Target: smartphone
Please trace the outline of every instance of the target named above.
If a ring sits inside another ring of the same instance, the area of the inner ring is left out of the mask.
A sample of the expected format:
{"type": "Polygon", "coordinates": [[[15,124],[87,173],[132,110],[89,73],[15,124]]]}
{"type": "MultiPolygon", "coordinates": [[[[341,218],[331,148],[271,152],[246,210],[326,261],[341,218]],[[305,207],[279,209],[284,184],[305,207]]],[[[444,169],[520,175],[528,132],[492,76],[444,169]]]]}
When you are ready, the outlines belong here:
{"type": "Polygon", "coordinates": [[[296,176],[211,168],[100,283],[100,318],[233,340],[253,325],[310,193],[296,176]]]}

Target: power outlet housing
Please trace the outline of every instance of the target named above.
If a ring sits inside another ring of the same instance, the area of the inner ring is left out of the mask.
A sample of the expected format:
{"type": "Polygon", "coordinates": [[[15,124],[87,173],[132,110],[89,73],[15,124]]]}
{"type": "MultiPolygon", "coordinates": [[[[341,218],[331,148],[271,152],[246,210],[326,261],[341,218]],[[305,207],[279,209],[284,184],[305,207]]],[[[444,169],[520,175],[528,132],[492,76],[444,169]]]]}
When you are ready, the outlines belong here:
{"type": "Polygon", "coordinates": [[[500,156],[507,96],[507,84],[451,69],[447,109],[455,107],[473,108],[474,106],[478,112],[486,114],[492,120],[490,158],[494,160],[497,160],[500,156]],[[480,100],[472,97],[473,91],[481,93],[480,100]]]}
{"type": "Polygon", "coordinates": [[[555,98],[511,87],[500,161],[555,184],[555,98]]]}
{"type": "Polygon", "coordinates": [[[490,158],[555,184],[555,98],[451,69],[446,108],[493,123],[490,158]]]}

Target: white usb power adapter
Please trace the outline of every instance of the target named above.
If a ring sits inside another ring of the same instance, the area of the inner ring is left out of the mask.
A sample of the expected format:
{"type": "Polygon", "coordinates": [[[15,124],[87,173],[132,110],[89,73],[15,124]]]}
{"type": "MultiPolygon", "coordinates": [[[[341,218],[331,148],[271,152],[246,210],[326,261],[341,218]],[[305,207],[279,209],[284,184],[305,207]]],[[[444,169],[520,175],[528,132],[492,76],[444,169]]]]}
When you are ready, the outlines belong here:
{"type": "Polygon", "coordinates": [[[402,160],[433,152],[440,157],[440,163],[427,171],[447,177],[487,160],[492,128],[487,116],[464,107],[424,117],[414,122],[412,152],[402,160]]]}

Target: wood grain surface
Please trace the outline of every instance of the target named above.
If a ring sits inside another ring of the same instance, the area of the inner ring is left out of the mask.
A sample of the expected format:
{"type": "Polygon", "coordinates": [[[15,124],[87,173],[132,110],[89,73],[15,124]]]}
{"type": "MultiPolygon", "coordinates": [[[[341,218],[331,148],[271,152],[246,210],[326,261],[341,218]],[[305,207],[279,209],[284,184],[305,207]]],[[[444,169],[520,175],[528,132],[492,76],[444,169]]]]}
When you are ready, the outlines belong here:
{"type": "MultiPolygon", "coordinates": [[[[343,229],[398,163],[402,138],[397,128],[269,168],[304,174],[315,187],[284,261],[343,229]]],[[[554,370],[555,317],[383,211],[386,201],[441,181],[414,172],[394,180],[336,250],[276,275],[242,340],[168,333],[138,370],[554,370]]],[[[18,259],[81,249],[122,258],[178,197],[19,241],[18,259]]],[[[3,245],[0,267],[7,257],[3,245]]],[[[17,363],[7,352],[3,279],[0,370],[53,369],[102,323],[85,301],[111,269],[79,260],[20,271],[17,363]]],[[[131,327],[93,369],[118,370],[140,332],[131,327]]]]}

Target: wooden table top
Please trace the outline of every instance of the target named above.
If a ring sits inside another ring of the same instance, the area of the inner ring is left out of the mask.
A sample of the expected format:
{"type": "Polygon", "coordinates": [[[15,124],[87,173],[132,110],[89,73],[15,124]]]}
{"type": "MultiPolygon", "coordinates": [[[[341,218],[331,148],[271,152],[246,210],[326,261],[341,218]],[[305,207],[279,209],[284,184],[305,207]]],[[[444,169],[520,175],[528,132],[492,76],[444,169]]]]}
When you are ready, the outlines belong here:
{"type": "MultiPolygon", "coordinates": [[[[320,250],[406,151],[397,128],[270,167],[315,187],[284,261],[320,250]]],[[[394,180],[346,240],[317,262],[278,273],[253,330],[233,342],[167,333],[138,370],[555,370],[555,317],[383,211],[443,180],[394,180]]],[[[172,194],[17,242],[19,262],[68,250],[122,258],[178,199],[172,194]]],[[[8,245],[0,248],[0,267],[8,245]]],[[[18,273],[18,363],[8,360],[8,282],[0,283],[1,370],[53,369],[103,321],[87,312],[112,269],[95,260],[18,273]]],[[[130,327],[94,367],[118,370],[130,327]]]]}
* * * * * * * * *
» Objective
Rewrite all the records above, replacing "mask" with "region" and keeping everything else the same.

» Written answer
Target: smartphone
Please trace the outline of every instance of the target named above.
If a ring sits inside another ring of the same instance, the area of the inner ring is left out of the region.
A sample of the expected format:
{"type": "Polygon", "coordinates": [[[15,124],[87,173],[132,110],[89,73],[15,124]]]}
{"type": "MultiPolygon", "coordinates": [[[[341,218],[331,148],[271,152],[246,210],[326,261],[341,218]],[[305,207],[279,209],[284,184],[305,207]]],[[[444,169],[520,175],[528,132],[492,76],[444,169]]]]}
When you are ready, the outlines belong here:
{"type": "Polygon", "coordinates": [[[296,176],[211,168],[100,283],[100,318],[233,340],[253,325],[310,193],[296,176]]]}

Target: power outlet housing
Please trace the outline of every instance of the target named above.
If a ring sits inside another ring of the same instance, the area of the inner ring is left out of the region.
A sample of the expected format:
{"type": "Polygon", "coordinates": [[[15,124],[87,173],[132,110],[89,73],[15,124]]]}
{"type": "MultiPolygon", "coordinates": [[[[341,218],[331,148],[271,152],[246,210],[326,261],[341,218]],[[305,207],[279,209],[284,184],[305,207]]],[[[444,169],[520,175],[528,132],[492,76],[444,169]]]]}
When you are ready, the outlines belong here:
{"type": "Polygon", "coordinates": [[[500,156],[507,96],[507,84],[451,69],[447,109],[455,107],[473,108],[474,106],[478,112],[486,114],[492,120],[490,158],[494,160],[497,160],[500,156]],[[480,100],[472,97],[473,91],[481,93],[480,100]]]}
{"type": "Polygon", "coordinates": [[[555,98],[511,87],[500,161],[555,184],[555,98]]]}
{"type": "Polygon", "coordinates": [[[490,158],[555,184],[555,98],[451,69],[446,108],[493,123],[490,158]]]}

Target: white usb power adapter
Please trace the outline of every instance of the target named above.
If a ring sits inside another ring of the same instance, the area of the inner ring is left out of the region.
A sample of the expected format:
{"type": "Polygon", "coordinates": [[[15,124],[87,173],[132,110],[89,73],[15,124]]]}
{"type": "MultiPolygon", "coordinates": [[[[341,218],[331,148],[271,152],[246,210],[326,261],[341,218]],[[305,207],[279,209],[284,184],[305,207]]],[[[444,169],[520,175],[528,132],[492,76],[444,169]]]]}
When you are ready, the outlines belong here:
{"type": "Polygon", "coordinates": [[[402,160],[433,152],[440,157],[440,163],[427,171],[447,177],[487,160],[492,128],[487,116],[464,107],[424,117],[414,122],[412,152],[402,160]]]}

Target: wood grain surface
Please trace the outline of every instance of the target named above.
If a ring sits inside another ring of the same instance, the area of the inner ring is left out of the region.
A sample of the expected format:
{"type": "Polygon", "coordinates": [[[15,124],[87,173],[132,110],[89,73],[15,124]]]}
{"type": "MultiPolygon", "coordinates": [[[[341,218],[331,148],[271,152],[246,210],[326,261],[341,218]],[[305,207],[279,209],[284,184],[305,207]]],[[[444,169],[520,175],[528,132],[492,76],[444,169]]]]}
When you are ready, the outlines belong here:
{"type": "MultiPolygon", "coordinates": [[[[343,229],[398,163],[402,138],[397,128],[269,168],[304,174],[315,187],[284,261],[343,229]]],[[[554,370],[555,317],[383,211],[386,201],[441,181],[414,172],[394,180],[336,250],[276,275],[242,340],[168,333],[138,370],[554,370]]],[[[18,259],[81,249],[122,258],[178,197],[19,241],[18,259]]],[[[3,245],[0,267],[7,257],[3,245]]],[[[17,363],[7,352],[3,279],[0,370],[53,369],[102,323],[85,301],[111,269],[79,260],[20,271],[17,363]]],[[[131,327],[93,369],[118,370],[140,332],[131,327]]]]}

Target: wooden table top
Please trace the outline of every instance of the target named above.
If a ring sits inside another ring of the same instance, the area of the inner ring is left out of the region.
A sample of the expected format:
{"type": "Polygon", "coordinates": [[[15,124],[87,173],[132,110],[89,73],[15,124]]]}
{"type": "MultiPolygon", "coordinates": [[[[341,218],[331,148],[271,152],[246,210],[326,261],[341,218]],[[305,207],[279,209],[284,184],[305,207]]],[[[444,169],[520,175],[528,132],[492,76],[444,169]]]]}
When you are ready, the outlines belong here:
{"type": "MultiPolygon", "coordinates": [[[[320,250],[406,151],[397,128],[270,167],[315,187],[284,261],[320,250]]],[[[394,180],[346,240],[317,262],[278,273],[253,330],[233,342],[167,333],[138,370],[555,370],[555,317],[383,211],[443,180],[394,180]]],[[[172,194],[17,242],[19,262],[68,250],[122,258],[178,199],[172,194]]],[[[8,245],[0,248],[0,267],[8,245]]],[[[18,273],[18,363],[8,360],[8,282],[0,283],[1,370],[53,369],[103,321],[87,312],[112,269],[95,260],[18,273]]],[[[130,327],[94,367],[118,370],[130,327]]]]}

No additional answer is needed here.